Passage -
Re: [PATCH v4 1/2] iommu/sva: Tighten SVA bind API with explicit flags

From: Jacob Pan
Date: Tue May 11 2021 - 12:12:33 EST


Hi Jason,

On Tue, 11 May 2021 08:48:48 -0300, Jason Gunthorpe <jgg@xxxxxxxxxx> wrote:

> On Mon, May 10, 2021 at 08:31:45PM -0700, Jacob Pan wrote:
> > Hi Jason,
> >
> > On Mon, 10 May 2021 20:37:49 -0300, Jason Gunthorpe <jgg@xxxxxxxxxx>
> > wrote:
> > > On Mon, May 10, 2021 at 06:25:07AM -0700, Jacob Pan wrote:
> > >
> > > > +/*
> > > > + * The IOMMU_SVA_BIND_SUPERVISOR flag requests a PASID which can be
> > > > used only
> > > > + * for access to kernel addresses. No IOTLB flushes are
> > > > automatically done
> > > > + * for kernel mappings; it is valid only for access to the kernel's
> > > > static
> > > > + * 1:1 mapping of physical memory — not to vmalloc or even module
> > > > mappings.
> > > > + * A future API addition may permit the use of such ranges, by
> > > > means of an
> > > > + * explicit IOTLB flush call (akin to the DMA API's unmap method).
> > > > + *
> > > > + * It is unlikely that we will ever hook into
> > > > flush_tlb_kernel_range() to
> > > > + * do such IOTLB flushes automatically.
> > > > + */
> > > > +#define IOMMU_SVA_BIND_SUPERVISOR BIT(0)
> > >
> > > Huh? That isn't really SVA, can you call it something saner please?
> > >
> > This is shared kernel virtual address, I am following the SVA lib naming
> > since this is where the flag will be used. Why this is not SVA? Kernel
> > virtual address is still virtual address. Is it due to direct map?
>
> As the above explains it doesn't actually synchronize the kernel's
> address space it just shoves the direct map into the IOMMU.
>
There is no duplicated kernel direct map in IOMMU.

> I suppose a different IOMMU implementation might point the PASID directly
> at the kernel's page table and avoid those limitations - but since
> that isn't portable it seems irrelevant.
>
This is what we are doing here. We allocate a supervisor PASID and put
the kernel page table (init_mm pgd) in this PASID entry.

> Since the only thing it really maps is the direct map I would just
> call it direct_map, or all physical or something.
>
Good idea. It makes things clear to the callers. They must only use direct
map memory for DMA.

> How does this interact with the DMA APIs?
DMA API would use RID2PASID (PASID 0), so it is separated by PASIDs.

> How do you get CPU cache
> flushing/etc into PASID operations that don't trigger IOMMU updates?
>
Sorry, I am not following. This is used for direct map only.

> Honestly, I'm not convinced we should have "kernel SVA" at all.. Why
> does IDXD use normal DMA on the RID for kernel controlled accesses?
>
Using SVA simplifies the work submission, there is no need to do map/unmap.

Goal of the exercise - Reproduce the SVA patch reply between "DMA API would" and "to do map/unmap.", inclusive, changing "work submission" to "job submission".

Given data -
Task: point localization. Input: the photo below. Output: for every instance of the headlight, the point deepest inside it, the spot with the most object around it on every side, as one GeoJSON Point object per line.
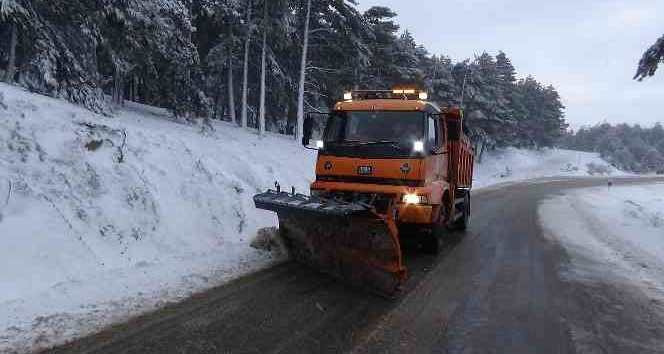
{"type": "Point", "coordinates": [414, 199]}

Exercise response -
DMA API would use RID2PASID (PASID 0), so it is separated by PASIDs.

> How do you get CPU cache
> flushing/etc into PASID operations that don't trigger IOMMU updates?
>
Sorry, I am not following. This is used for direct map only.

> Honestly, I'm not convinced we should have "kernel SVA" at all.. Why
> does IDXD use normal DMA on the RID for kernel controlled accesses?
>
Using SVA simplifies the job submission, there is no need to do map/unmap.